§ TASK STATEMENT: Count how many lines of the material that follows contain the string "below", with case counting. Reply with the number alone.

§ TASK MATERIAL:
★ ★ ★ ★
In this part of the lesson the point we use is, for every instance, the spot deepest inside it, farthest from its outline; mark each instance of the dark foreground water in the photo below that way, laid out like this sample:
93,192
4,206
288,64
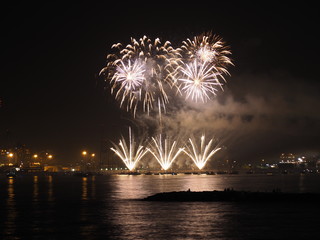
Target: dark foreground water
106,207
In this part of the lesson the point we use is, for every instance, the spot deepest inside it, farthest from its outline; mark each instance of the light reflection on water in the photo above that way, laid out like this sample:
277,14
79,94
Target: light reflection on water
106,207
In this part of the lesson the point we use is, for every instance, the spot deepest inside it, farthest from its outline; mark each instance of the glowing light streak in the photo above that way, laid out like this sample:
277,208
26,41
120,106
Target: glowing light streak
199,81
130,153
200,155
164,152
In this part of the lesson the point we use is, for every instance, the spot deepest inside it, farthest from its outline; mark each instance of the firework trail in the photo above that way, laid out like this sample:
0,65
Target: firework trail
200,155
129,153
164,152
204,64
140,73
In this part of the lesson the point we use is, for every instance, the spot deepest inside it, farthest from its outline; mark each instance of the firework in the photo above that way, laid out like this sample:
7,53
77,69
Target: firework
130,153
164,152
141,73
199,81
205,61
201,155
★ ★ ★ ★
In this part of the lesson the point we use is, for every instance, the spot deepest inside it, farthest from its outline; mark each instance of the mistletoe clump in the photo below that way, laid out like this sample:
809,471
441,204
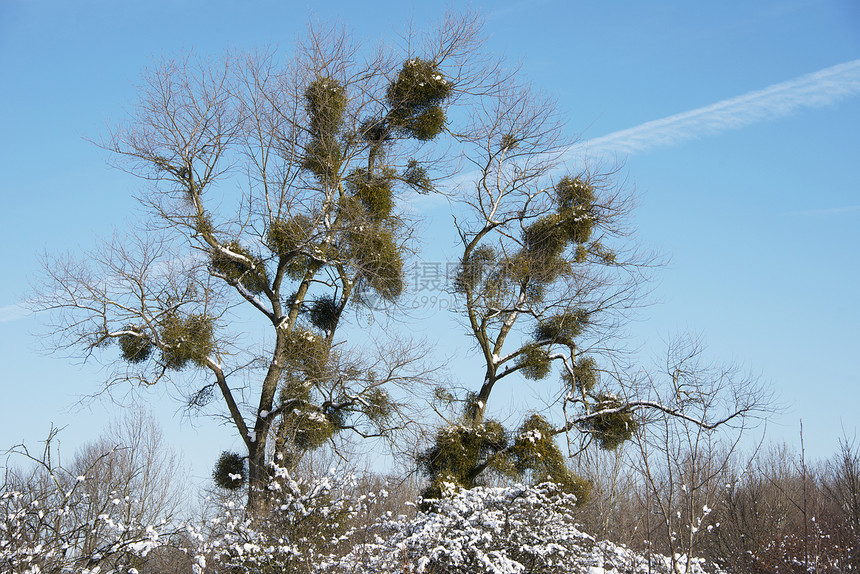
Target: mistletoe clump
★ ★ ★ ★
§ RESPONSE TO THIS TASK: 2